Extracted data entries
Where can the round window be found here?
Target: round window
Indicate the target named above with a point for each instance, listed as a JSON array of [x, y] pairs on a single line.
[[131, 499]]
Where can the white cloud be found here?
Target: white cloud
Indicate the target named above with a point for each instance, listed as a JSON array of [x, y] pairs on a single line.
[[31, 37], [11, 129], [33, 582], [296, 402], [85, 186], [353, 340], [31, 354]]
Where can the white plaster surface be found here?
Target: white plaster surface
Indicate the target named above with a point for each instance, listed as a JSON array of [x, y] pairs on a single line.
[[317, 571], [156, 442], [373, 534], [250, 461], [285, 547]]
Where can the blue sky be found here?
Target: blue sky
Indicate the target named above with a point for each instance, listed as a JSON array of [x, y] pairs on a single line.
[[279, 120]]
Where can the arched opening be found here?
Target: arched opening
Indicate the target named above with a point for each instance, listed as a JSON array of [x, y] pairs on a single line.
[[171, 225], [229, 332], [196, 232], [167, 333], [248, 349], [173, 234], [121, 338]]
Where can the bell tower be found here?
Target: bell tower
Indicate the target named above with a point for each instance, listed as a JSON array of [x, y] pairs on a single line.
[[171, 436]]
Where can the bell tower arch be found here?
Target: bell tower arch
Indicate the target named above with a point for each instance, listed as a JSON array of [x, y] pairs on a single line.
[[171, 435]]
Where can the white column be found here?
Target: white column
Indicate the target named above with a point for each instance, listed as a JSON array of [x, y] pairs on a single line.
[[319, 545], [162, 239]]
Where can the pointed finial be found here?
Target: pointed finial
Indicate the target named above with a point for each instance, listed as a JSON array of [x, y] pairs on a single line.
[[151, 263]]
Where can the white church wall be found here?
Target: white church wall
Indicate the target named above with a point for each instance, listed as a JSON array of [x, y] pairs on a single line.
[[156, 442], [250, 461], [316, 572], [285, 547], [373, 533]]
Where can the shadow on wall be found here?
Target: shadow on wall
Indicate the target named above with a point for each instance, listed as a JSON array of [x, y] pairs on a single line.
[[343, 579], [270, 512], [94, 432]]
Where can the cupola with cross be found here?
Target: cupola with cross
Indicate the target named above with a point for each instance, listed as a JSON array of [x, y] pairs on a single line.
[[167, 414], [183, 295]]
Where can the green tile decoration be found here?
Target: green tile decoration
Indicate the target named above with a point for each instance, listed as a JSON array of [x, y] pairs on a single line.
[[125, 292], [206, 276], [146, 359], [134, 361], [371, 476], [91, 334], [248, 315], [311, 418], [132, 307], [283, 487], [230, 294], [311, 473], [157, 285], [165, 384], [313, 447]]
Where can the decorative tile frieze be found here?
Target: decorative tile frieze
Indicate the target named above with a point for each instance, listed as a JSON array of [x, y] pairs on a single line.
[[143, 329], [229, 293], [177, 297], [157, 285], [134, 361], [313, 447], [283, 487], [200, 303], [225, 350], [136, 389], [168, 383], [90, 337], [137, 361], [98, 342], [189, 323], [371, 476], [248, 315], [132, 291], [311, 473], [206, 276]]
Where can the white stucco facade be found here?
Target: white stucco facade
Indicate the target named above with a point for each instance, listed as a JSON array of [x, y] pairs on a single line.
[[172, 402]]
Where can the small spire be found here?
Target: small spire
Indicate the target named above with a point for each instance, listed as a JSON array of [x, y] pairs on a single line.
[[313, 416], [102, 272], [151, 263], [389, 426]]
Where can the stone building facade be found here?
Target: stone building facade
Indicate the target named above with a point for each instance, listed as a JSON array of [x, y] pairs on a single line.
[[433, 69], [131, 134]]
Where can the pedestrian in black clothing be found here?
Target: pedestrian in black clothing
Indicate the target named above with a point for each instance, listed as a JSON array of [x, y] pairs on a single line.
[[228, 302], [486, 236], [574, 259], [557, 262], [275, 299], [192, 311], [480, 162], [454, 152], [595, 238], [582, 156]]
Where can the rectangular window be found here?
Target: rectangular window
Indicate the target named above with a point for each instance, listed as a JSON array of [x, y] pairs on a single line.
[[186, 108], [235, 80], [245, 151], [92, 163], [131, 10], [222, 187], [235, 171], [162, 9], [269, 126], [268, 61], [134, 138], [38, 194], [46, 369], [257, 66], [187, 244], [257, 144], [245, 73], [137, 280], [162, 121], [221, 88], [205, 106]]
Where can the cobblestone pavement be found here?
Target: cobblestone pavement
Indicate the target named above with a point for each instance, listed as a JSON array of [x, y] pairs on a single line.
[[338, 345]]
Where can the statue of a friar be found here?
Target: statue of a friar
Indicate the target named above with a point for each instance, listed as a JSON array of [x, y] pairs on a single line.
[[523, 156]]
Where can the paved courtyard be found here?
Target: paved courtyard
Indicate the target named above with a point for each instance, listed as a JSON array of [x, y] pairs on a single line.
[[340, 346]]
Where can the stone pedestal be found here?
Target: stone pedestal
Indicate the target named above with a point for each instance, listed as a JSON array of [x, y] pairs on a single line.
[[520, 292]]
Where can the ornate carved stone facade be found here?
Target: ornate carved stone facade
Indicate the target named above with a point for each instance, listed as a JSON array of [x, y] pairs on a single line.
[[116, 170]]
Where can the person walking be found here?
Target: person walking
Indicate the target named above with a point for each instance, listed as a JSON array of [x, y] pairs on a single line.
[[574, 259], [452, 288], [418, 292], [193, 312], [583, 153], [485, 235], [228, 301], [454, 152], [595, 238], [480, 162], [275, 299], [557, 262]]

TASK STATEMENT
The whole of the data is to be copied out word for word.

REPLY
Where can the round window be found here?
Target: round window
Indicate the target named above with a point for each instance, listed as a JSON array of [x, y] pairs on a single line.
[[131, 499]]
Where can the white cloud be found here?
Target: white cloud
Indicate the target named above with a point for each instance, listed as a JSON array of [x, y] pairs on a single line.
[[31, 37], [11, 129], [33, 582], [296, 402], [85, 186], [353, 340], [31, 354]]
Where can the white plaster surface be found here?
Target: white plaster surface
Indicate the target named above with a point for each instance, listed as a JSON array of [x, y] pairs on a single line.
[[317, 571], [156, 442], [373, 534], [250, 461], [285, 547]]
Where can the blue sky be found here?
Target: blue sky
Indicate the target named above with a point for each instance, listed as a JSON array of [x, y] pairs on a single line.
[[279, 120]]
Where can the arched opening be found here?
Target: arched opening
Indicate the target named above with a point for each instance, listed as a JSON array of [x, y] pairs on a single line.
[[171, 225], [229, 332], [196, 232], [167, 333], [248, 349], [173, 234], [121, 338]]
Where can the bell tower be found here?
Target: bell tower
Indicate the target named above with a point for each instance, listed as a JSON array of [x, y] pairs on a single line.
[[171, 436]]
Where can the bell tower arch be found here?
Target: bell tower arch
Indicate the target named above with a point for each instance, listed as a JSON array of [x, y] pairs on a single line.
[[171, 435]]
Where can the white column be found here?
Target: white column
Indicate the target named above with a point for each instance, listed as a JSON array of [x, y] pairs on a single line.
[[319, 545], [162, 239]]
Where can the pointed finial be found here?
Target: pointed finial
Indicate the target named above with a point for each instance, listed as a JSON array of [x, y] pairs on a single line.
[[151, 263]]
Where can the white church wall be found here?
Target: white church wall
Indicate the target named above with a point for each instance, listed as a JSON array of [x, y] pairs on a single line.
[[156, 442], [250, 461], [316, 572], [285, 547], [373, 533]]
Where can the shadow on wall be found here?
Target: shadow on wall
Indicate the target named above with a point for each instance, listed as a JSON array of [x, y] pairs on a single line.
[[343, 579], [270, 512], [94, 432]]
Where can the cupola with cross be found here?
Target: cupola with cross
Indicate the target named above with a point for each instance, listed as a JSON array of [x, y] pairs on a single line.
[[167, 414], [183, 295]]
Where can the green tile decoration be found here?
Target: green tile decoration
Indicate the target named above with a point for each instance, listed as a JSON array of [x, y] pairs on a single line.
[[125, 292], [206, 276], [146, 359], [134, 361], [371, 476], [91, 334], [248, 315], [311, 418], [132, 307], [283, 487], [230, 294], [311, 473], [157, 285], [165, 384], [313, 447]]
Where can the decorative tile frieze be found here?
Target: decorative tile frieze
Indicate the target named above with a point for each instance, listed as a JSON array of [x, y] pairs on a single line.
[[143, 329], [229, 293], [177, 297], [157, 285], [134, 361], [313, 447], [283, 487], [200, 303], [225, 350], [136, 389], [168, 383], [90, 337], [137, 361], [98, 342], [189, 323], [371, 476], [248, 315], [132, 291], [311, 473], [206, 276]]
Where can the white stucco facade be found here?
Target: white stucco facade
Indicate the target named above with a point for each instance, listed as a JSON array of [x, y] pairs on a single line.
[[172, 402]]
Where can the small spire be found here?
Target: small spire
Indicate the target named above with a point for each instance, listed as a JSON array of [x, y] pairs on a single line.
[[313, 416], [102, 272], [151, 263], [389, 426]]
Where can the stone building facade be found here?
Target: stone building facade
Indicate the target named above with a point for each instance, listed as a JSON array of [x, y] pairs on a single line.
[[433, 69], [131, 134]]
Where can the pedestrian in black clothing be found here?
Target: pedestrian in black clothing
Indicate the target named above with a point for each instance, listed as a JSON array of [x, y] pairs on a single line.
[[228, 302], [486, 236], [574, 259], [557, 262], [275, 299], [192, 311], [480, 162], [454, 152], [595, 238], [582, 156]]
Where can the rectangular window be found here?
Target: rectangular window
Indicate the target named above with a point for each instance, listed as a JSON array of [x, y] pairs on a single line.
[[186, 108], [235, 80], [245, 151], [92, 163], [131, 10], [222, 187], [235, 171], [162, 9], [269, 126], [268, 61], [134, 138], [38, 194], [46, 369], [257, 66], [187, 244], [257, 144], [245, 73], [137, 280], [162, 121], [221, 88], [205, 106]]
Where can the cobblestone pavement be found here?
Target: cobblestone pavement
Indicate the target named above with a point for each instance, listed as a JSON array of [x, y] pairs on a single line.
[[338, 345]]
Where can the statue of a friar be found here?
Target: statue of a friar
Indicate the target named above with a point for each instance, listed as a JSON array of [x, y] pairs on a single line.
[[523, 156]]
Where can the paved courtyard be found here?
Target: paved courtyard
Indicate the target named above with a point for each instance, listed as a JSON array of [x, y] pairs on a single line.
[[340, 346]]
Where can the stone pedestal be found here?
Target: stone pedestal
Indicate the target named above with a point for each instance, listed as a JSON array of [x, y] pairs on a single line.
[[520, 292]]
Where can the ornate carved stone facade be found here?
Target: ornate carved stone facade
Indicate the target named above with a point for each instance, listed as a JSON array of [x, y] pairs on a single line.
[[116, 170]]
Where can the person walking be found here?
Target: person walking
Indicate the target named above with a point for each instance, listed as a JSON array of [x, y] pairs on a single line.
[[574, 259], [452, 288], [418, 292], [193, 312], [583, 153], [485, 235], [228, 301], [454, 152], [595, 238], [480, 162], [275, 299], [557, 262]]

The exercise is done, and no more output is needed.